WORK ORDER:
The data below has to be returned exactly, down to the last character.

------------------------------------

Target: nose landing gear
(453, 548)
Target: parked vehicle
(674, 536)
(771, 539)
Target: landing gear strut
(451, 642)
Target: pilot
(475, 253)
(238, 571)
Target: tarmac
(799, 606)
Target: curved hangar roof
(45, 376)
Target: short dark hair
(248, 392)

------------------------------------

ANSWER FOR THIS EXERCISE:
Target: nose landing gear
(453, 548)
Target: parked vehicle
(674, 536)
(771, 539)
Target: landing gear strut
(451, 642)
Target: pilot
(475, 253)
(238, 571)
Target: tarmac
(799, 606)
Target: curved hangar roof
(45, 376)
Target: short dark hair
(248, 392)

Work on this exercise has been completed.